*** RECORDS PROVIDED ***
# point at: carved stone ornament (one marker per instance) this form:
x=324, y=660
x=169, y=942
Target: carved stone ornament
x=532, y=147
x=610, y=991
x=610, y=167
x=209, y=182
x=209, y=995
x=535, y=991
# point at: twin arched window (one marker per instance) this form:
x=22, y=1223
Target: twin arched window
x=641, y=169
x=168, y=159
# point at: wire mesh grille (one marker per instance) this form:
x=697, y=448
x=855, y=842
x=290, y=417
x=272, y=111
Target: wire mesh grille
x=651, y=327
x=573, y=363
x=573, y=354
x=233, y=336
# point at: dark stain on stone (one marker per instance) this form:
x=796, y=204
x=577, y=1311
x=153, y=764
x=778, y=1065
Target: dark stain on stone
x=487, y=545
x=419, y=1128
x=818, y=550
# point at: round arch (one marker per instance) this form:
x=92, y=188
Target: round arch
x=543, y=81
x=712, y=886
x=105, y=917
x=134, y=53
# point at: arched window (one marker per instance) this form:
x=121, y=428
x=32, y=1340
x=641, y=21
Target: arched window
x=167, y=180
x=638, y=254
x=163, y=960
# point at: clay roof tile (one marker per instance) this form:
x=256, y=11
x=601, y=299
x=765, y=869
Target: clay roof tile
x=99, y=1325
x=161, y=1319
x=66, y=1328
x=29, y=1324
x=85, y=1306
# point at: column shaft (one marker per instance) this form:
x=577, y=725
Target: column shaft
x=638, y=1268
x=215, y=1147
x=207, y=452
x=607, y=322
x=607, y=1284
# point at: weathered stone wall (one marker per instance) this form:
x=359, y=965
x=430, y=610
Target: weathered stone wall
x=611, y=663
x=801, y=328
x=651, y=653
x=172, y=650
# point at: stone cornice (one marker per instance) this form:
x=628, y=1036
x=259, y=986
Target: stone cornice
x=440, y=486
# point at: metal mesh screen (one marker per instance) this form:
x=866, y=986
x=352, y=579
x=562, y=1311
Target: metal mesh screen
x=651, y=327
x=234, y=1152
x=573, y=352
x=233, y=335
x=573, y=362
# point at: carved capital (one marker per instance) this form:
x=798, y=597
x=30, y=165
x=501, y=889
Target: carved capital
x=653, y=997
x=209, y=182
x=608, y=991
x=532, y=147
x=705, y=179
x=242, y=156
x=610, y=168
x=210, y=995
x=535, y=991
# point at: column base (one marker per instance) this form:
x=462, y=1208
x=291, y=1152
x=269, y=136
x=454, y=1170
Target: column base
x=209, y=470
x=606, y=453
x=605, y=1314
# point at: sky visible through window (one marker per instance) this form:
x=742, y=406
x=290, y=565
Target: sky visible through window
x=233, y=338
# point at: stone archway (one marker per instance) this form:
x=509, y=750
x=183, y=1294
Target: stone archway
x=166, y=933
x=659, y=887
***
THE REQUEST: Render every line of the entries above as a Markdown table with the columns "No." and "Text", numbering the rows in order and leaving out blank lines.

FULL OUTPUT:
| No. | Text |
|---|---|
| 1 | # point at: carved stone ornament (one marker per instance) this form: |
| 2 | x=324, y=660 |
| 3 | x=169, y=942 |
| 4 | Target: carved stone ornament |
| 5 | x=532, y=147 |
| 6 | x=610, y=991 |
| 7 | x=610, y=167 |
| 8 | x=209, y=182 |
| 9 | x=209, y=995 |
| 10 | x=535, y=991 |
| 11 | # point at: twin arched window (one marker per instance) this form: |
| 12 | x=22, y=1223 |
| 13 | Target: twin arched window |
| 14 | x=641, y=169 |
| 15 | x=168, y=159 |
| 16 | # point at: wire mesh grille (one marker per instance) this form: |
| 17 | x=697, y=448 |
| 18 | x=855, y=842 |
| 19 | x=290, y=417 |
| 20 | x=272, y=111 |
| 21 | Target: wire mesh grille |
| 22 | x=651, y=327 |
| 23 | x=573, y=363 |
| 24 | x=573, y=354 |
| 25 | x=233, y=336 |
| 26 | # point at: dark stain on stone (one marker per instance) this form: |
| 27 | x=796, y=204 |
| 28 | x=577, y=1311 |
| 29 | x=153, y=764 |
| 30 | x=778, y=1065 |
| 31 | Target: dark stain on stone |
| 32 | x=487, y=545 |
| 33 | x=419, y=1128 |
| 34 | x=818, y=550 |
| 35 | # point at: round arch (one marker per instance) this form: |
| 36 | x=92, y=188 |
| 37 | Target: round arch |
| 38 | x=543, y=81 |
| 39 | x=712, y=886 |
| 40 | x=105, y=917 |
| 41 | x=134, y=53 |
| 42 | # point at: arched window (one marker per instance) this form: |
| 43 | x=121, y=428 |
| 44 | x=32, y=1340 |
| 45 | x=641, y=21 |
| 46 | Target: arched window |
| 47 | x=167, y=180 |
| 48 | x=638, y=254 |
| 49 | x=163, y=960 |
| 50 | # point at: clay roof tile (one marker per instance) this form: |
| 51 | x=256, y=11 |
| 52 | x=601, y=299 |
| 53 | x=765, y=869 |
| 54 | Target: clay roof tile |
| 55 | x=99, y=1325 |
| 56 | x=161, y=1319 |
| 57 | x=66, y=1328 |
| 58 | x=29, y=1324 |
| 59 | x=85, y=1306 |
| 60 | # point at: column shaft (one marker per instance) this form: |
| 61 | x=577, y=725 |
| 62 | Target: column shaft |
| 63 | x=638, y=1268 |
| 64 | x=215, y=1147 |
| 65 | x=207, y=452 |
| 66 | x=607, y=322 |
| 67 | x=607, y=1284 |
| 68 | # point at: weathered stone wall (one marker per instance) this form: |
| 69 | x=359, y=965 |
| 70 | x=430, y=610 |
| 71 | Target: weathered stone wall |
| 72 | x=611, y=663 |
| 73 | x=801, y=328 |
| 74 | x=651, y=653 |
| 75 | x=172, y=650 |
| 76 | # point at: stone cornice (one marker per instance) this form: |
| 77 | x=628, y=1036 |
| 78 | x=259, y=986 |
| 79 | Target: stone cornice |
| 80 | x=440, y=486 |
| 81 | # point at: metal mesh screen (one marker per instance) this form: |
| 82 | x=866, y=986 |
| 83 | x=352, y=579 |
| 84 | x=562, y=1311 |
| 85 | Target: metal mesh screen |
| 86 | x=651, y=327 |
| 87 | x=234, y=1152 |
| 88 | x=573, y=352 |
| 89 | x=233, y=335 |
| 90 | x=573, y=362 |
| 91 | # point at: carved capital (one marker per instance) this form: |
| 92 | x=798, y=597 |
| 93 | x=30, y=165 |
| 94 | x=501, y=889 |
| 95 | Target: carved capital |
| 96 | x=653, y=997 |
| 97 | x=209, y=182 |
| 98 | x=608, y=991 |
| 99 | x=532, y=147 |
| 100 | x=705, y=179 |
| 101 | x=242, y=156 |
| 102 | x=610, y=168 |
| 103 | x=210, y=995 |
| 104 | x=535, y=991 |
| 105 | # point at: column base (one marker per instance) this form: |
| 106 | x=462, y=1208 |
| 107 | x=291, y=1152 |
| 108 | x=269, y=136 |
| 109 | x=454, y=1170 |
| 110 | Target: column base |
| 111 | x=209, y=470 |
| 112 | x=606, y=453 |
| 113 | x=605, y=1314 |
| 114 | # point at: sky visible through window (one marker per instance) this form: |
| 115 | x=742, y=406 |
| 116 | x=290, y=565 |
| 117 | Target: sky visible through window |
| 118 | x=233, y=338 |
| 119 | # point at: stone archway (one marker per instance) this form: |
| 120 | x=509, y=750 |
| 121 | x=183, y=1294 |
| 122 | Target: stone archway |
| 123 | x=166, y=933 |
| 124 | x=659, y=887 |